→ **What to do**: Revise the records below by changing "segment the target" to "trace the target" everywhere it occurs, leaving every other character untouched.

-- START --

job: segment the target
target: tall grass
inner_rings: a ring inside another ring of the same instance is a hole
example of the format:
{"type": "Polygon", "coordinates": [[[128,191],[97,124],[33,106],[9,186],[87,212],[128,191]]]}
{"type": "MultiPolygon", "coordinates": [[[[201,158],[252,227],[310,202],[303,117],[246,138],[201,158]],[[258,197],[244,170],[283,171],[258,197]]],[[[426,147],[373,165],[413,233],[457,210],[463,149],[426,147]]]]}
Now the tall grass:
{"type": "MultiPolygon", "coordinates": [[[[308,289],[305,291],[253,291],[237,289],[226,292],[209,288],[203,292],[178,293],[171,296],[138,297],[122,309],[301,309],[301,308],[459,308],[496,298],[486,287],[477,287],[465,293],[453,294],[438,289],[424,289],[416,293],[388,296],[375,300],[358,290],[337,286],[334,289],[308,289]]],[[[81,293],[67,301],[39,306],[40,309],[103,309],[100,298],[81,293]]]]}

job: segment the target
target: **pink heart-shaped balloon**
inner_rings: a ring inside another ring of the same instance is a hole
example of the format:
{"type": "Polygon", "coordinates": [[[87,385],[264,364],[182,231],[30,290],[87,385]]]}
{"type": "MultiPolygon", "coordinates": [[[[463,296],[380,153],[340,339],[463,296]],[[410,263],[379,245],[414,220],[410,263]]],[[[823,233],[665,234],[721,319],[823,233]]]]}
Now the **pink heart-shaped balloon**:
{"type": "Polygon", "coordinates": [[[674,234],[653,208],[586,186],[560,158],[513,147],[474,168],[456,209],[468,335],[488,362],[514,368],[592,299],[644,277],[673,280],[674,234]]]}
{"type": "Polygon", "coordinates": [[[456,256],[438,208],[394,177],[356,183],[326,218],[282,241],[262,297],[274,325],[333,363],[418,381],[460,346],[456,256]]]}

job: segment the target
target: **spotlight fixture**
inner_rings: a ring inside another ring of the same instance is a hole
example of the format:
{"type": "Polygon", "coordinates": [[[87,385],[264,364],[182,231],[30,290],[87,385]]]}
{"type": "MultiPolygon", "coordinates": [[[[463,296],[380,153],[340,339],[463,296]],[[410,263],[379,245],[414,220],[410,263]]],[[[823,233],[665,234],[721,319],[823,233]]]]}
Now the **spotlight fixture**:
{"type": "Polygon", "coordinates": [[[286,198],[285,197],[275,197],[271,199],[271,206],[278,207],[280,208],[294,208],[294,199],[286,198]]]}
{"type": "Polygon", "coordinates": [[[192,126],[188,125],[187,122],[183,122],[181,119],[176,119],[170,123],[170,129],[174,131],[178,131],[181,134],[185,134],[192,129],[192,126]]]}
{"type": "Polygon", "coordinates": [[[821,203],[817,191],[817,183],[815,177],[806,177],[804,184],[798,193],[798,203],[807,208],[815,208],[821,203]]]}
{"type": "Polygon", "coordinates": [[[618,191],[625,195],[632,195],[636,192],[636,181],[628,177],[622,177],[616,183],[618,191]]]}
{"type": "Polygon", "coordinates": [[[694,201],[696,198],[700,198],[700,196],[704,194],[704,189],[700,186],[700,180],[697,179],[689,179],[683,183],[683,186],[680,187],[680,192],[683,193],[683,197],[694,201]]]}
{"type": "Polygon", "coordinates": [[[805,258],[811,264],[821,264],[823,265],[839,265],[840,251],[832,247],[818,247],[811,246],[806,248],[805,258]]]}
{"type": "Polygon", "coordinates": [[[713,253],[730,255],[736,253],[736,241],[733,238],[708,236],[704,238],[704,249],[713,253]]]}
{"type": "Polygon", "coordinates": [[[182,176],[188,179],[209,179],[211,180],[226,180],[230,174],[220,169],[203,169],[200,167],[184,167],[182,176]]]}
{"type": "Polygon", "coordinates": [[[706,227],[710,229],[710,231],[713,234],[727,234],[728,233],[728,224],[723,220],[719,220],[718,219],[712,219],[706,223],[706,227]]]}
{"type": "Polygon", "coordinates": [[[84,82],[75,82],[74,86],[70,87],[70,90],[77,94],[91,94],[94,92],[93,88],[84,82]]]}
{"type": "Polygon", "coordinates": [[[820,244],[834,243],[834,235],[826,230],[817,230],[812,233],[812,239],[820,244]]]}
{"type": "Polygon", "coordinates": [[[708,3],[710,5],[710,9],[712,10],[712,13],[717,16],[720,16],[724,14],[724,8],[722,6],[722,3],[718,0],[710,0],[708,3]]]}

-- END --

→ **Written answer**:
job: trace the target
target: tall grass
inner_rings: a ring inside another ring of the same instance is a hole
example of the format:
{"type": "Polygon", "coordinates": [[[128,191],[97,124],[33,106],[9,186],[87,212],[128,191]]]}
{"type": "MultiPolygon", "coordinates": [[[[201,158],[252,227],[310,202],[303,117],[246,138],[201,158]],[[258,197],[244,170],[283,171],[258,197]]],[[[426,147],[373,165],[413,233],[457,210],[463,149],[426,147]]]]}
Now the tall grass:
{"type": "MultiPolygon", "coordinates": [[[[308,289],[305,291],[253,291],[237,289],[226,292],[209,288],[203,292],[178,293],[171,296],[138,297],[122,309],[301,309],[301,308],[459,308],[496,298],[486,287],[477,287],[465,293],[453,294],[438,289],[424,289],[416,293],[388,296],[375,300],[358,290],[337,286],[334,289],[308,289]]],[[[81,293],[67,301],[39,306],[40,309],[103,309],[100,298],[81,293]]]]}

job: trace the target
target: **pink heart-shaped balloon**
inner_rings: a ring inside another ring of the same instance is a hole
example of the format:
{"type": "Polygon", "coordinates": [[[87,385],[264,364],[182,231],[30,290],[87,385]]]}
{"type": "MultiPolygon", "coordinates": [[[[463,296],[380,153],[340,339],[463,296]],[[410,263],[379,245],[414,220],[410,263]]],[[[823,233],[665,234],[721,319],[823,233]]]]}
Now the **pink heart-shaped balloon**:
{"type": "Polygon", "coordinates": [[[674,234],[653,208],[586,186],[560,158],[513,147],[474,168],[456,209],[468,335],[488,362],[514,368],[592,299],[644,277],[673,280],[674,234]]]}
{"type": "Polygon", "coordinates": [[[456,256],[438,208],[394,177],[356,183],[326,218],[282,241],[262,297],[274,325],[333,363],[418,381],[460,346],[456,256]]]}

job: trace the target
target: **spotlight fixture**
inner_rings: a ring inside another ring of the same instance is a hole
example of the format:
{"type": "Polygon", "coordinates": [[[87,385],[264,364],[182,231],[30,290],[87,385]]]}
{"type": "MultiPolygon", "coordinates": [[[[463,296],[380,153],[340,339],[463,296]],[[410,263],[379,245],[414,220],[410,263]]],[[[823,233],[665,234],[721,319],[823,233]]]]}
Now the **spotlight fixture**:
{"type": "Polygon", "coordinates": [[[286,198],[285,197],[275,197],[271,199],[271,206],[278,207],[280,208],[294,208],[294,199],[286,198]]]}
{"type": "Polygon", "coordinates": [[[192,126],[188,125],[187,122],[183,122],[181,119],[176,119],[170,123],[170,129],[174,131],[178,131],[181,134],[185,134],[192,129],[192,126]]]}
{"type": "Polygon", "coordinates": [[[821,203],[817,191],[817,183],[815,177],[806,177],[804,184],[798,193],[798,203],[807,208],[815,208],[821,203]]]}
{"type": "Polygon", "coordinates": [[[618,191],[625,195],[632,195],[636,192],[636,181],[628,177],[622,177],[616,183],[618,191]]]}
{"type": "Polygon", "coordinates": [[[694,201],[696,198],[700,198],[700,196],[704,194],[704,189],[700,186],[700,180],[697,179],[689,179],[683,183],[683,186],[680,187],[680,192],[683,193],[683,197],[694,201]]]}
{"type": "Polygon", "coordinates": [[[805,258],[811,264],[821,264],[823,265],[839,265],[840,251],[832,247],[818,247],[811,246],[806,248],[805,258]]]}
{"type": "Polygon", "coordinates": [[[713,253],[730,255],[736,253],[736,241],[733,238],[708,236],[704,238],[704,249],[713,253]]]}
{"type": "Polygon", "coordinates": [[[182,176],[188,179],[209,179],[211,180],[226,180],[230,174],[220,169],[203,169],[200,167],[184,167],[182,176]]]}
{"type": "Polygon", "coordinates": [[[706,227],[710,229],[710,231],[713,234],[727,234],[728,233],[728,224],[723,220],[719,220],[718,219],[712,219],[706,223],[706,227]]]}
{"type": "Polygon", "coordinates": [[[84,82],[75,82],[74,86],[70,87],[70,90],[77,94],[91,94],[94,92],[93,88],[84,82]]]}
{"type": "Polygon", "coordinates": [[[820,244],[834,243],[834,235],[826,230],[817,230],[812,233],[812,239],[820,244]]]}
{"type": "Polygon", "coordinates": [[[708,3],[710,5],[710,9],[712,10],[712,13],[717,16],[720,16],[724,14],[724,8],[722,6],[722,3],[718,0],[710,0],[708,3]]]}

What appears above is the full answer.